(EXERCISE TEXT):
-----

According to city statistics, Philadelphia hit 1,250 opioid overdose deaths last year – a situation that Jose Benitez, CEO of Prevention Point Philadelphia (PPP), knows all too well.
According to city statistics, Philadelphia hit 1,250 opioid overdose deaths last year – a situation that Jose Benitez, CEO of Prevention Point Philadelphia (PPP), knows all too well. His organization, founded in 1991 by ACT UP Philadelphia, to distribute clean needles to addicts, has since expanded to include medical care, overdose prevention education, medication-assisted treatment and naloxone distribution.
Benitez, a Brooklyn native who holds a master's degree in social work from Temple University, is scheduled to speak to the Chestnut Hill Rotary Club about opioid addiction and needle exchanges on Wednesday, Sept. 28, 7:30 to 8:30 a.m., at the Presbyterian Church of Chestnut Hill. The public is invited.
Below is a brief Q&A based on our conversation last week:
What made you want to get involved with PPP?
I thought it would save lives and prevent HIV infection for drug users. I continue to believe in that mission. I have family members who injected drugs and died from AIDS, which I have always carried with me.
What are the main problems you face?
Opioid use disorder has increased exponentially in the past few years. Raising money to keep programs like ours viable is one of my biggest ongoing challenges.
What do you say to people who reject needle exchanges in their neighborhood?
Harm reduction has a long history of reducing HIV infections in communities and assisting participants into drug and alcohol treatment. Drug use affects everyone: mothers, fathers, children, everyone. We follow the data. PPP provides services in neighborhoods where drugs are used and sold and the needs are greatest.

-----

(RECORD EXCERPTS):
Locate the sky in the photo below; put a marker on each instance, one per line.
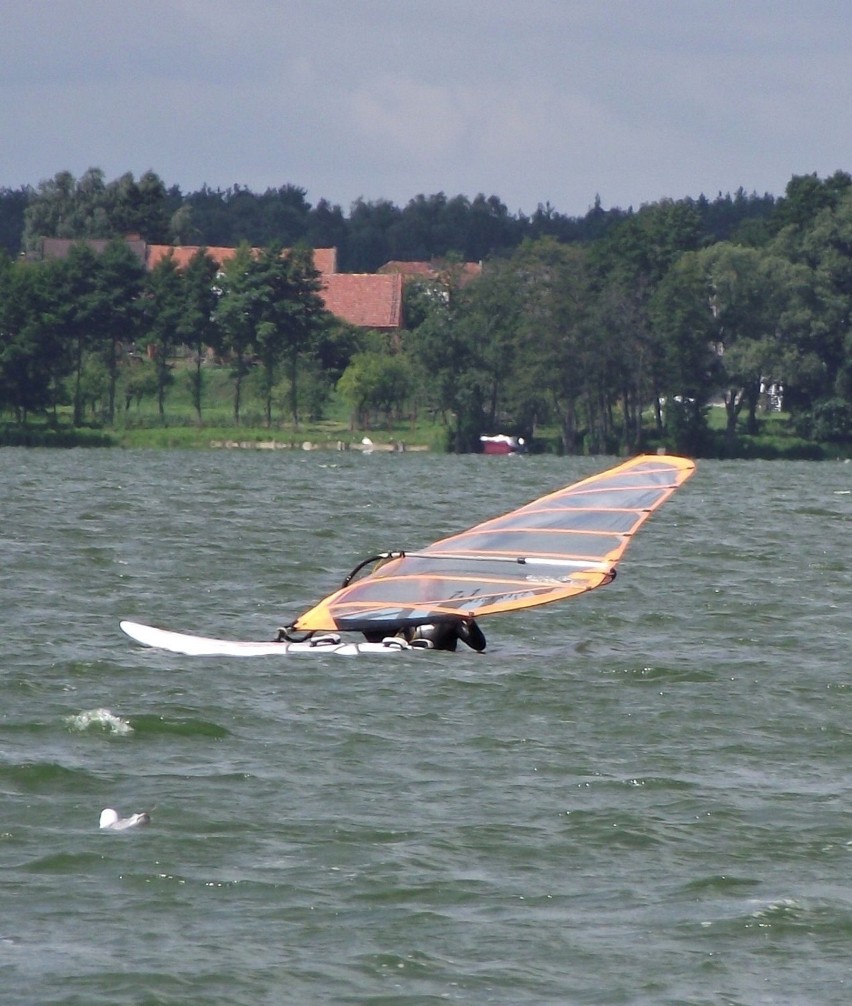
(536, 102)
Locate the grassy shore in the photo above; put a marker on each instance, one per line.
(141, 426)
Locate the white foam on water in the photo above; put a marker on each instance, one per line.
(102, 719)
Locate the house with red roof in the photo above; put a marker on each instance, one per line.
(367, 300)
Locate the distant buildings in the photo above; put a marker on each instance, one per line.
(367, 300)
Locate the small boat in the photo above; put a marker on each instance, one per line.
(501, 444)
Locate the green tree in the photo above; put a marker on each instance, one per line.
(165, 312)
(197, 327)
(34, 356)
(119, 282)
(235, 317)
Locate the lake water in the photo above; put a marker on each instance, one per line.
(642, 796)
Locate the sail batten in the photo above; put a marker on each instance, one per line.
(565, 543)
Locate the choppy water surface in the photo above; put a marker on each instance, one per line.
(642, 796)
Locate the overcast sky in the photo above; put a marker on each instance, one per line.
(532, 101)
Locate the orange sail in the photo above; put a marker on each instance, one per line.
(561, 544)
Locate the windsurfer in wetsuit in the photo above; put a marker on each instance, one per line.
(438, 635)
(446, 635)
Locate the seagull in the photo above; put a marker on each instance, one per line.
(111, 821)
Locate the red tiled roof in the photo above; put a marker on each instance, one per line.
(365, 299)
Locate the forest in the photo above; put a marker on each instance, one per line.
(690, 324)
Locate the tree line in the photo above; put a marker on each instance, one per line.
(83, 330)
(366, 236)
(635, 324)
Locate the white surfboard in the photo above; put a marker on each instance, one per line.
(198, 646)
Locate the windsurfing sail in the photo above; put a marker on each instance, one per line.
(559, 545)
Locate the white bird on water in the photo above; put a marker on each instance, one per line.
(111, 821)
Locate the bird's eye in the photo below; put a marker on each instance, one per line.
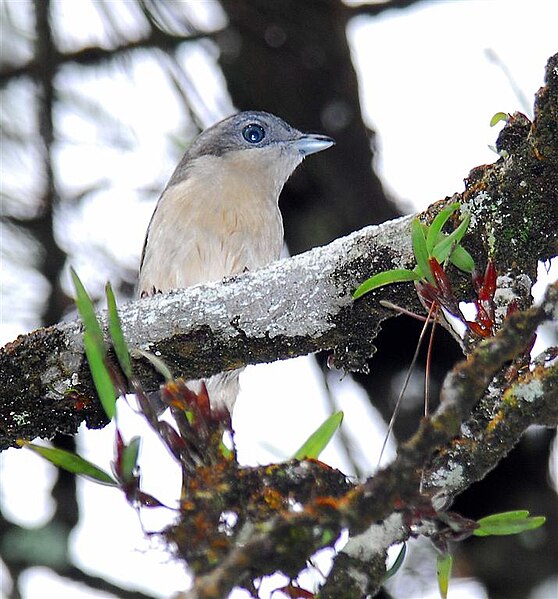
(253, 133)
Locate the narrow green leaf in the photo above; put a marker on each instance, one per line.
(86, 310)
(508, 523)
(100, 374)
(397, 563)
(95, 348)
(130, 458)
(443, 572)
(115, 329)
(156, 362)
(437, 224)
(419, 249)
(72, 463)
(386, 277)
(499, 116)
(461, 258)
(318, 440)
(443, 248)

-----

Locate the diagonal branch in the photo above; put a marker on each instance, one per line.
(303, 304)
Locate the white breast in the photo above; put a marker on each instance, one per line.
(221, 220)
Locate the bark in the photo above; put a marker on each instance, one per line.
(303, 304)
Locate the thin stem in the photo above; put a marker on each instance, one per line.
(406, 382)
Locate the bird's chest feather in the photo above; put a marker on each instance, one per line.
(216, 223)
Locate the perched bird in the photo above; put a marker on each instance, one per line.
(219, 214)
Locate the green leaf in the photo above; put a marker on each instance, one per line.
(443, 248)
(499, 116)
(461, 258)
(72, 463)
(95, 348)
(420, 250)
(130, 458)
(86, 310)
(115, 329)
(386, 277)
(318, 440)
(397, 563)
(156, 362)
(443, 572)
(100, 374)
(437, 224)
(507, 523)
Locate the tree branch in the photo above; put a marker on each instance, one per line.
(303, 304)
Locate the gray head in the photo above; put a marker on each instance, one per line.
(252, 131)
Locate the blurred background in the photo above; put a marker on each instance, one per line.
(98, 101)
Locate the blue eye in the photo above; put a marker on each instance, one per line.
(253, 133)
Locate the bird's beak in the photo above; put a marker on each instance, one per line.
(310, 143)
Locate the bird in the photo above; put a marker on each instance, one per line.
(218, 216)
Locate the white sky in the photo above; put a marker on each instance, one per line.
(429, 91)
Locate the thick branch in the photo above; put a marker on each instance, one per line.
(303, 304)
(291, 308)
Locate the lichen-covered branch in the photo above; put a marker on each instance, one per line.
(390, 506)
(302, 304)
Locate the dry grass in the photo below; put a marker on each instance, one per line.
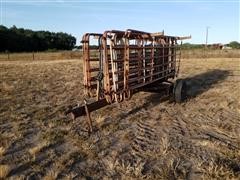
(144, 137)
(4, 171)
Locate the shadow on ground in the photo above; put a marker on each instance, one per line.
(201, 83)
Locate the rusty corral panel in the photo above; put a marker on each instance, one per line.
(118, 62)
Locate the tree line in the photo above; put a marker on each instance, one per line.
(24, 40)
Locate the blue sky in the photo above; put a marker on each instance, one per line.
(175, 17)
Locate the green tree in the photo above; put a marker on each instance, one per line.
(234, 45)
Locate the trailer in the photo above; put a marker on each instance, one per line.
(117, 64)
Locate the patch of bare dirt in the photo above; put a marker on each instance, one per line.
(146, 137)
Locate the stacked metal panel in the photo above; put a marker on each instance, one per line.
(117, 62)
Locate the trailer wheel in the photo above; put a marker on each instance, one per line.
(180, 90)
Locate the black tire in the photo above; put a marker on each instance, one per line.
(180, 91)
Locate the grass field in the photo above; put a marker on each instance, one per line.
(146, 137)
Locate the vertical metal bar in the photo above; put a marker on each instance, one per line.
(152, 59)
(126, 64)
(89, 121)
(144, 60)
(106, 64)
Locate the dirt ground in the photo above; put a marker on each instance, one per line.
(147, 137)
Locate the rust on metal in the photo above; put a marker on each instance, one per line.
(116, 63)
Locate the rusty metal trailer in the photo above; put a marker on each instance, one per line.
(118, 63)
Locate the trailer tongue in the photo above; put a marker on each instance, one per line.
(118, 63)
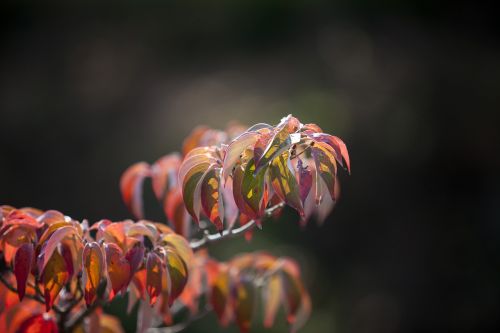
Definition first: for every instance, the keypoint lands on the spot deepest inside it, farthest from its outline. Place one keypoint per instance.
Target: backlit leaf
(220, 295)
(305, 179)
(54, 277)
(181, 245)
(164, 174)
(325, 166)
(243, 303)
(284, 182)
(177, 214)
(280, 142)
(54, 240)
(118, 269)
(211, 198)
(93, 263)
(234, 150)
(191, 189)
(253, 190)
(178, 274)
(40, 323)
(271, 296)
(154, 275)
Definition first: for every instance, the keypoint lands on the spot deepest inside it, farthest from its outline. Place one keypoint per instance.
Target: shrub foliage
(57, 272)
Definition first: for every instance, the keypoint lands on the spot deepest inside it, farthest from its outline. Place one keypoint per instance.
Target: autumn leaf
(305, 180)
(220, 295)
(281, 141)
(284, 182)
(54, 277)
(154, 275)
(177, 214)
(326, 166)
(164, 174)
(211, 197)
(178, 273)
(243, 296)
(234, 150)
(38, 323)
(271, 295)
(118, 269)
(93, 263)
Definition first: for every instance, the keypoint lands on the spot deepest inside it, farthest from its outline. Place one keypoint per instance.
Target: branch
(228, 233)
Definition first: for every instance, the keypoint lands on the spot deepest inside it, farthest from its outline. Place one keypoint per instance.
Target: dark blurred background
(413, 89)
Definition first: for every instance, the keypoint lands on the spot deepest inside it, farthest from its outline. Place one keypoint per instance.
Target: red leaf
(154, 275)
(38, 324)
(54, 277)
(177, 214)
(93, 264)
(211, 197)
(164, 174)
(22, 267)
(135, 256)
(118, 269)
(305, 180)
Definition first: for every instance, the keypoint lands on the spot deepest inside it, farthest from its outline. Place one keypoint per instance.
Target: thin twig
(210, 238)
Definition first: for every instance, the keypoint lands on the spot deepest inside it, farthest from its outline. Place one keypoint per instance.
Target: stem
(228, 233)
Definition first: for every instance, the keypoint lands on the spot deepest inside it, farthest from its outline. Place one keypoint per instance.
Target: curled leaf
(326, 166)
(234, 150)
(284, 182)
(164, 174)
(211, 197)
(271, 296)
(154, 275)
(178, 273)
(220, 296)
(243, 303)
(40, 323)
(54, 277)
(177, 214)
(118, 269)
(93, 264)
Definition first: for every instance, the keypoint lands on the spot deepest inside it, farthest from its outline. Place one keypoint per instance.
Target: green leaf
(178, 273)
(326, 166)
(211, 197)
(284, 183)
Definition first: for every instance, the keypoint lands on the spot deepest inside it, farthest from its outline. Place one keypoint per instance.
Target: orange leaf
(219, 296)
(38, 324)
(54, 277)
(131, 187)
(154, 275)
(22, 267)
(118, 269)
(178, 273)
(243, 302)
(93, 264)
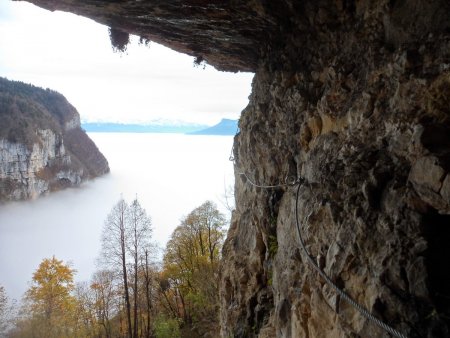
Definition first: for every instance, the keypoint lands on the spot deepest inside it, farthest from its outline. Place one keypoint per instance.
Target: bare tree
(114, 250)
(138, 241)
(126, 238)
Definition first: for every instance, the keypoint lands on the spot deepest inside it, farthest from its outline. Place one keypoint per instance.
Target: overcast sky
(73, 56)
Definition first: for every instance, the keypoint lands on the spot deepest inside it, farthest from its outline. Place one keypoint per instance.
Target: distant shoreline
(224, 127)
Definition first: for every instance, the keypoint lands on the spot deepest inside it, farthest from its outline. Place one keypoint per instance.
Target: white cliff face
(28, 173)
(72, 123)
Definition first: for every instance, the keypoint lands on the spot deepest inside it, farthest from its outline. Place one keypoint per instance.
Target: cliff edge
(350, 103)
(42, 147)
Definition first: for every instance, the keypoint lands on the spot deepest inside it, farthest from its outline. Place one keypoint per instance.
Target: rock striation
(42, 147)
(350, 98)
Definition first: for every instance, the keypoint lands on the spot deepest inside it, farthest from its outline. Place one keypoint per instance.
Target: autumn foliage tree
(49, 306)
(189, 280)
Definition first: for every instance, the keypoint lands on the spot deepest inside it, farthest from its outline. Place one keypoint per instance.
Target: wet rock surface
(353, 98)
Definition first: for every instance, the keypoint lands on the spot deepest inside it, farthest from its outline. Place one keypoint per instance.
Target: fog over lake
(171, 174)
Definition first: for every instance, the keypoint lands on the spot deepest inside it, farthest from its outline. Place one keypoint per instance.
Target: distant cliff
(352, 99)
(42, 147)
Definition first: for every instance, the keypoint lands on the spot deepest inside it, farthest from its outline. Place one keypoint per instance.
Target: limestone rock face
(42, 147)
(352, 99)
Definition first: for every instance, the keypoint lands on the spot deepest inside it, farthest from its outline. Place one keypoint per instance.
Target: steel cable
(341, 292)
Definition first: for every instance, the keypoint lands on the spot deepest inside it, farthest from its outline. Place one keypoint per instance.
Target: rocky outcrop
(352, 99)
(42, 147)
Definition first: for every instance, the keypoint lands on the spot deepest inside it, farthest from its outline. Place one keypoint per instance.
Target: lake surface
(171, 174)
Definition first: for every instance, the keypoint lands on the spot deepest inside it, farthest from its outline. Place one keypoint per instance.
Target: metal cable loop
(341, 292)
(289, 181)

-----

(TASKS):
(a) Reproduce the stretch of the Prevention Point Philadelphia article from "Benitez, a Brooklyn" through "public is invited.".
(b) Carry on the Prevention Point Philadelphia article, starting right after its last sentence.
None of the material is needed for this work.

(PER-TASK ANSWERS):
(a)
Benitez, a Brooklyn native who holds a master's degree in social work from Temple University, is scheduled to speak to the Chestnut Hill Rotary Club about opioid addiction and needle exchanges on Wednesday, Sept. 28, 7:30 to 8:30 a.m., at the Presbyterian Church of Chestnut Hill. The public is invited.

(b)
As far public officials go, who’s been the most helpful?
Mayor Jim Kenney and his leadership team have been very supportive of the harm reduction services we and other nonprofits provide across the city. We are grateful for their ongoing vision.
How has the pandemic affected your life?
At PPP, we never closed our doors to our participants during the early days of the pandemic. We had to pivot our services, moving as many as possible outdoors, and raise money for personal protective equipment, which was not in our budget. But our staff worked really hard to continue providing excellent care to our participants.
What is the best advice you have ever received?
One of my mentors in college told me I should make my life mission-based. I’ve never forgotten that.
What is the hardest thing you ever had to do?
PPP has experienced significant growth in the last five years. It has been a challenge to navigate the need for our services and continue to provide excellent care. But the work is vital and rewarding.
What person has had the greatest impact on your life?
My favorite college professor really influenced me as a social worker but also gave me lifelong advice which continues to help me through difficult times.